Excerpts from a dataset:

◆ ◆ ◆

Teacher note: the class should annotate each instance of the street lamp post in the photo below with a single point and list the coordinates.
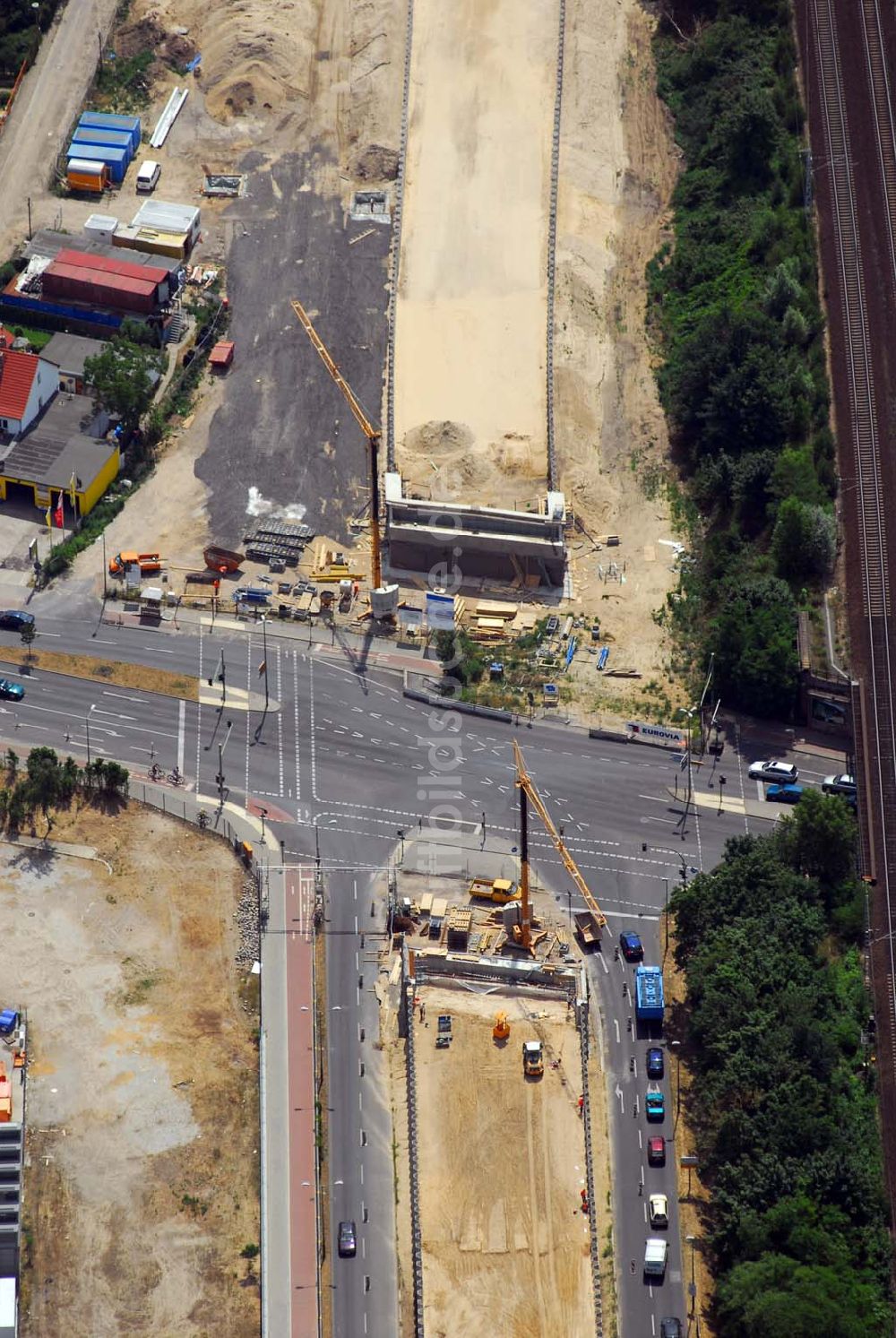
(263, 643)
(692, 1290)
(87, 728)
(667, 884)
(220, 776)
(676, 1048)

◆ ◆ ◆

| Work required |
All entries above are to be set down word for word, and the pictures are to be left out.

| The answer |
Teacher note: the class should annotate each instance of the street lamp post in the photo below with a single point and list the coordinates.
(263, 643)
(692, 1290)
(87, 728)
(667, 884)
(220, 776)
(676, 1048)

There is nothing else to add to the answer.